BEGIN Supplied information

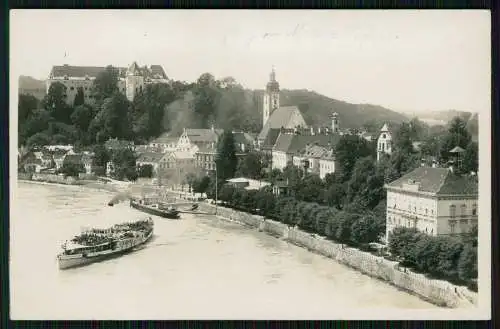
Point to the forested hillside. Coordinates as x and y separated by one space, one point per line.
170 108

END Supplied information
BEGIN Supplied information

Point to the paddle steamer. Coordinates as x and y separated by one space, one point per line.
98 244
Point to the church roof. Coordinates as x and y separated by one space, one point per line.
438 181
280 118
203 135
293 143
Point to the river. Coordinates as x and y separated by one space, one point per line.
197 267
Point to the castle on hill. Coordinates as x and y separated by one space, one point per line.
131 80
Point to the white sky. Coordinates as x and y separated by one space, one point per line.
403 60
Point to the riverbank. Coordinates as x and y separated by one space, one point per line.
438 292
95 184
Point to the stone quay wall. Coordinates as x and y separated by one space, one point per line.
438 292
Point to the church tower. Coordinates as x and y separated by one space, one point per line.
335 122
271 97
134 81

END Supplied information

__Objective__: Tally how many lines of the items above contain the word "Point", treating uppercase and lowercase as different, and give only that number.

__Finished task__: 9